EXERCISE:
Print word for word the records from the line containing "Class, indicate each instance of the colorful" through the end.

Point localization data
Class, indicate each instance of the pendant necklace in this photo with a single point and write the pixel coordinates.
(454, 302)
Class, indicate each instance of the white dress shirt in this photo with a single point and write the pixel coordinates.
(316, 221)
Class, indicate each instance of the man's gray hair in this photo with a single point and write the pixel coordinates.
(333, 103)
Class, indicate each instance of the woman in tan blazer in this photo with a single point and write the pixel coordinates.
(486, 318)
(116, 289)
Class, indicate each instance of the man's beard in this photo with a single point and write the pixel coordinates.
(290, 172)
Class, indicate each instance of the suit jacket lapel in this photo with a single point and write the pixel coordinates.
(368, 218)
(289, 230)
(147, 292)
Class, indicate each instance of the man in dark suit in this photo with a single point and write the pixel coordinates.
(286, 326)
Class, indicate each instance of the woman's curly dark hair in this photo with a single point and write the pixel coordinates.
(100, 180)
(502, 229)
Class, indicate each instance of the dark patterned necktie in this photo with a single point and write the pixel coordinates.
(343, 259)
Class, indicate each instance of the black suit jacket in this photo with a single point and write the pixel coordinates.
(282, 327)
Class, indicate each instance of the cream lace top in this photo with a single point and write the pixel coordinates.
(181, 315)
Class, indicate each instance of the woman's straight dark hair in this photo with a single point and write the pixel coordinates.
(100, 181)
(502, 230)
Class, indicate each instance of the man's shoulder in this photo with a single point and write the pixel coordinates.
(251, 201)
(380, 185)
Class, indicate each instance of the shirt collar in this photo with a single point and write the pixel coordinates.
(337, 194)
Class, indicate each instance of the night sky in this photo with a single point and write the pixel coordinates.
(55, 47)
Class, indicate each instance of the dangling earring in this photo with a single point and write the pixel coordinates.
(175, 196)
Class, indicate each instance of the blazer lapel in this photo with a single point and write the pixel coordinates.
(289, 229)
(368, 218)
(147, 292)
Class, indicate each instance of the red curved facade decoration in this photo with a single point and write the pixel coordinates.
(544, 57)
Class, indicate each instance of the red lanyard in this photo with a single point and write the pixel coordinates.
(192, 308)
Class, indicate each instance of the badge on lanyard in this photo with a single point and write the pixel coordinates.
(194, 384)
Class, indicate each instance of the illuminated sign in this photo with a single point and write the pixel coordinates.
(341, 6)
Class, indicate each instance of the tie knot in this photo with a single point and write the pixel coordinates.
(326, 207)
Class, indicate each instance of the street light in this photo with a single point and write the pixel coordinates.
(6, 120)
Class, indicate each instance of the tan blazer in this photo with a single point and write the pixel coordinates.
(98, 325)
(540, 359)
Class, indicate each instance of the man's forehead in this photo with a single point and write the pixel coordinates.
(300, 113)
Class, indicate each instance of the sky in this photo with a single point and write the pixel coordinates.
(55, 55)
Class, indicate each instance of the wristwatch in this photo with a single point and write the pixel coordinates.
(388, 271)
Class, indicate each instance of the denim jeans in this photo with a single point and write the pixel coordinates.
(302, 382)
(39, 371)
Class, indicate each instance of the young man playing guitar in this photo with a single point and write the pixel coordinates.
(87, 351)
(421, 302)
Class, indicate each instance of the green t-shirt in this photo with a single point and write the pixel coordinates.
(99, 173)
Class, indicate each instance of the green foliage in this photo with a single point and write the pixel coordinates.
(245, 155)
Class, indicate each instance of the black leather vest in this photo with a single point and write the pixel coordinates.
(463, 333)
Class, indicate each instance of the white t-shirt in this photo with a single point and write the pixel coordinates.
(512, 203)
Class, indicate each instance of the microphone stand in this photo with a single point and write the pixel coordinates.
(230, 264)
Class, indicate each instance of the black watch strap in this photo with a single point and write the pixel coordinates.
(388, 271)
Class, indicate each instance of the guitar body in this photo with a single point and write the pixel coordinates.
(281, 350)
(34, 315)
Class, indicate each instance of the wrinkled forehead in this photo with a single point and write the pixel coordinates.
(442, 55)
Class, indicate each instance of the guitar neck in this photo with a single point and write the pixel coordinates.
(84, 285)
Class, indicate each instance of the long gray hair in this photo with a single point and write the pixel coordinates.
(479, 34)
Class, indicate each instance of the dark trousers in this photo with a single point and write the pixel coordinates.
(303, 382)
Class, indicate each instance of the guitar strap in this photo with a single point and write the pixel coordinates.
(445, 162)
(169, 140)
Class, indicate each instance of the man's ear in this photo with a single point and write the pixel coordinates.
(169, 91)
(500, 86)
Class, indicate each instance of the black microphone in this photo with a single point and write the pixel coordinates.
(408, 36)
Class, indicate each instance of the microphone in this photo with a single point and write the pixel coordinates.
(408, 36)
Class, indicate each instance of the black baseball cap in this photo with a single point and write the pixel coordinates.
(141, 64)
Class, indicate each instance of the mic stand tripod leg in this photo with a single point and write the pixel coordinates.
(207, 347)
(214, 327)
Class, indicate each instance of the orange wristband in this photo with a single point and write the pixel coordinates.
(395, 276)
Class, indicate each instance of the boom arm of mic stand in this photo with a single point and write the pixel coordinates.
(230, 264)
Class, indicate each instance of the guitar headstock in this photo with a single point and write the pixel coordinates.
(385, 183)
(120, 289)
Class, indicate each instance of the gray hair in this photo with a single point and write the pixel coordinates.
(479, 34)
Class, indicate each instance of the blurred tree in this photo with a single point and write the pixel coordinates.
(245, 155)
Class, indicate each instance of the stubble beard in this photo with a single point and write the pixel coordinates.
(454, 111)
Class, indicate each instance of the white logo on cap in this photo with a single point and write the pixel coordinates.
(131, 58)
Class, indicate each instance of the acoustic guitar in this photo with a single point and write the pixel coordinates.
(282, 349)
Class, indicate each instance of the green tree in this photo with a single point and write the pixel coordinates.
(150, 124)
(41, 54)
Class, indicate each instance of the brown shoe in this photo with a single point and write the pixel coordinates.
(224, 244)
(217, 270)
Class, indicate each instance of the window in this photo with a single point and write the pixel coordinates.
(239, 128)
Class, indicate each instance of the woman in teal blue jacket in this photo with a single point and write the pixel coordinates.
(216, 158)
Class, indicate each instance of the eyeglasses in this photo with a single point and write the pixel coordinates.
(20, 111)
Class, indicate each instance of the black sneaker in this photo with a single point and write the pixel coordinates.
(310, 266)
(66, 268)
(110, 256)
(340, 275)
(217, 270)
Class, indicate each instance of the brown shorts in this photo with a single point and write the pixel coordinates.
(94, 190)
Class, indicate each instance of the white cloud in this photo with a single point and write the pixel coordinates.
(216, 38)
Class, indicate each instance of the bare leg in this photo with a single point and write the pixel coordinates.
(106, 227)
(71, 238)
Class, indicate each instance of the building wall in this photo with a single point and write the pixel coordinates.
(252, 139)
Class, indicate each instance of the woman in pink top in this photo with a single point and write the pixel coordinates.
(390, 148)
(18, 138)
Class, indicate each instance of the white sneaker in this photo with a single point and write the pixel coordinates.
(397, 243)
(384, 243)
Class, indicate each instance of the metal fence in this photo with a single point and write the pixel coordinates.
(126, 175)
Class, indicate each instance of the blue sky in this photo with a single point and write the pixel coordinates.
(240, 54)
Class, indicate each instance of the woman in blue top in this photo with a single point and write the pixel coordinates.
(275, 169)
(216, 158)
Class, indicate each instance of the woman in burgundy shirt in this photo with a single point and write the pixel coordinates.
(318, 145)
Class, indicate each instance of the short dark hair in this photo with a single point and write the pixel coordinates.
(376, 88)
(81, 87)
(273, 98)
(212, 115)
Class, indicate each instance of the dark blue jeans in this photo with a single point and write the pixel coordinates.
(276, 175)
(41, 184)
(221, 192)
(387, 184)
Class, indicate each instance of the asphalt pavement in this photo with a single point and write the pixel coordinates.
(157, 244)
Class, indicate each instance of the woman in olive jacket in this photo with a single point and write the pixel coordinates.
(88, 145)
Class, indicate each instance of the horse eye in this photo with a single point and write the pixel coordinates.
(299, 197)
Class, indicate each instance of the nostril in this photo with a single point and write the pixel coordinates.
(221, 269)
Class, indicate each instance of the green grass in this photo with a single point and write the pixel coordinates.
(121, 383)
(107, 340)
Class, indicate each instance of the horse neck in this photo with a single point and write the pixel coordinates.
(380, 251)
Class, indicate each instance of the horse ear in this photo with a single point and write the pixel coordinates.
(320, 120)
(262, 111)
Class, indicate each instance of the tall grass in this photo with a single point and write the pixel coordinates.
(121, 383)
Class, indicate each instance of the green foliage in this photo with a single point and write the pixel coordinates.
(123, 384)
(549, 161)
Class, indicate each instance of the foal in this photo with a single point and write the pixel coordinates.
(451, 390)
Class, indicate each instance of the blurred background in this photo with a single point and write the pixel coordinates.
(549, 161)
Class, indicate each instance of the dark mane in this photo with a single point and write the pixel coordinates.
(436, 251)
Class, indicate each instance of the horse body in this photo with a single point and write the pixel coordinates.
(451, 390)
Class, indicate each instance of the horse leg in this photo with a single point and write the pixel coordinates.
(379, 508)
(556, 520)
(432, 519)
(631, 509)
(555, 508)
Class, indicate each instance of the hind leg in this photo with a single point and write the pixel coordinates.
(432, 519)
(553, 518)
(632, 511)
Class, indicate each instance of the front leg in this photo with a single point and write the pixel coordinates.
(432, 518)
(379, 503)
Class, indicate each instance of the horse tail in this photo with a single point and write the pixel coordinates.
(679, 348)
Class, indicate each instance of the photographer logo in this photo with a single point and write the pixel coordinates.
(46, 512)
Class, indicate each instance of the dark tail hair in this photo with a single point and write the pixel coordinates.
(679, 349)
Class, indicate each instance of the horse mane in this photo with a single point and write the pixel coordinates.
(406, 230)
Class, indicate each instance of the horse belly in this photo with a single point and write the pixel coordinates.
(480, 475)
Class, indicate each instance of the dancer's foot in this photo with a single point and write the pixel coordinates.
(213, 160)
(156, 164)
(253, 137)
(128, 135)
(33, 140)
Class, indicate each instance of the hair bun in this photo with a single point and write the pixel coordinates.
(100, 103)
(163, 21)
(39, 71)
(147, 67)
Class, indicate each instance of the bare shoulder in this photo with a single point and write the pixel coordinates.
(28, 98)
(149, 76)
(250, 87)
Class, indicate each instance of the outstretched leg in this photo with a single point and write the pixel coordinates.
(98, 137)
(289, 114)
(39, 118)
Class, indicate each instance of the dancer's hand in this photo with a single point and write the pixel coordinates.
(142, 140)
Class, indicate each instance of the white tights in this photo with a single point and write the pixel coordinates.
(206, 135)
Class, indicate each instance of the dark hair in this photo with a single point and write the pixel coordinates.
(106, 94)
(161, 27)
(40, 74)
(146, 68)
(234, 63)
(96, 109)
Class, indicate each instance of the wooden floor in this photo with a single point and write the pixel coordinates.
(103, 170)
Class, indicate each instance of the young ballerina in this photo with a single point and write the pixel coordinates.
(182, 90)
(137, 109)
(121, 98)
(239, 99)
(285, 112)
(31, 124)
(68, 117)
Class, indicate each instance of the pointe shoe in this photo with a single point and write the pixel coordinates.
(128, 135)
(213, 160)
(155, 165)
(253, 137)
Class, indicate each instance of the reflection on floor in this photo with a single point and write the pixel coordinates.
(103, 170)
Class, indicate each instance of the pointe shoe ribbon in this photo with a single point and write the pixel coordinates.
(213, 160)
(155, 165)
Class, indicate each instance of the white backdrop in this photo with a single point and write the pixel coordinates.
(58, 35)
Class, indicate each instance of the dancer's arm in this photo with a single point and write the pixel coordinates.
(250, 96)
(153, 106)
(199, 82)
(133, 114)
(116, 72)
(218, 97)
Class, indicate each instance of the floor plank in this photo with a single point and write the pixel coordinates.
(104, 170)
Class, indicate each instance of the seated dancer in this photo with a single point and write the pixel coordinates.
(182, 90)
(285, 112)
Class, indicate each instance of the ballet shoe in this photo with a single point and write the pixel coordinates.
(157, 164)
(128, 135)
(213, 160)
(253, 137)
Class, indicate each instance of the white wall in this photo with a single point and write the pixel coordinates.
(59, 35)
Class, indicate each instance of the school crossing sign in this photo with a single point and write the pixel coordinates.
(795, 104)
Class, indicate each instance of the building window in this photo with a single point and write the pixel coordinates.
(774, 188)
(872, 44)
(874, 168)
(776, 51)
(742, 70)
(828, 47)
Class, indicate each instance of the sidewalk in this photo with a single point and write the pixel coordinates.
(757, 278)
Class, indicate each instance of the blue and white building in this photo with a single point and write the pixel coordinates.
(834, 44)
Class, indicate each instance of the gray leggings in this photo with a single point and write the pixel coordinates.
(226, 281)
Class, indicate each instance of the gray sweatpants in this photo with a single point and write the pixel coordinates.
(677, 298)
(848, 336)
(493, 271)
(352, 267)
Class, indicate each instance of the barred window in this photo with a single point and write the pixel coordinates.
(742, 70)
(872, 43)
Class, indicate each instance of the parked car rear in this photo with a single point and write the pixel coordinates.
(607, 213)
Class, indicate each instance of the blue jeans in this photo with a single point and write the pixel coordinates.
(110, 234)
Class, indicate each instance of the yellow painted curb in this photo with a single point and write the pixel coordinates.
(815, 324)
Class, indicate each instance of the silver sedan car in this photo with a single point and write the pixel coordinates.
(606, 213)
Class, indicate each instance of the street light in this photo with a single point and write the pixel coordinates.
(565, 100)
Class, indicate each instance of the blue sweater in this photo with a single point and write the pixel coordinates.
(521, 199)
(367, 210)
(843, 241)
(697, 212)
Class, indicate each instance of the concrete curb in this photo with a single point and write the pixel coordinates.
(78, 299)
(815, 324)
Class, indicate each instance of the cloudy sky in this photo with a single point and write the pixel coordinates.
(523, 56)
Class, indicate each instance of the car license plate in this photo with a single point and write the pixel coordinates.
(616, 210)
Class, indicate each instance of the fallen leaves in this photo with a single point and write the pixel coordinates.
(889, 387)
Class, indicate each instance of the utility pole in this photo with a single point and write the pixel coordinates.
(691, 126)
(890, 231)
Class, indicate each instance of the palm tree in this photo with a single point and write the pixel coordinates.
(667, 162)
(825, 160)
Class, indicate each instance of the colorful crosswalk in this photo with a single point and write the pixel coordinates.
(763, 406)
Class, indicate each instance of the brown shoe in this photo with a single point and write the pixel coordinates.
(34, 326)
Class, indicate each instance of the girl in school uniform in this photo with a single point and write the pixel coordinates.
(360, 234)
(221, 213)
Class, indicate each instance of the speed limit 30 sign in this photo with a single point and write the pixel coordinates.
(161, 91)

WRITTEN SOLUTION:
Class, indicate each instance of the colorful crosswalk in this photo with a single point and write the pixel coordinates.
(763, 406)
Class, indicate each instance of the brown shoe in this photo with a single point and write the pixel coordinates.
(34, 326)
Class, indicate each instance of the girl in school uniform in this photo with a single point and write the pixel coordinates.
(360, 234)
(221, 213)
Class, indicate each instance of the speed limit 30 sign in this photo with a single point and write the pixel coordinates.
(161, 91)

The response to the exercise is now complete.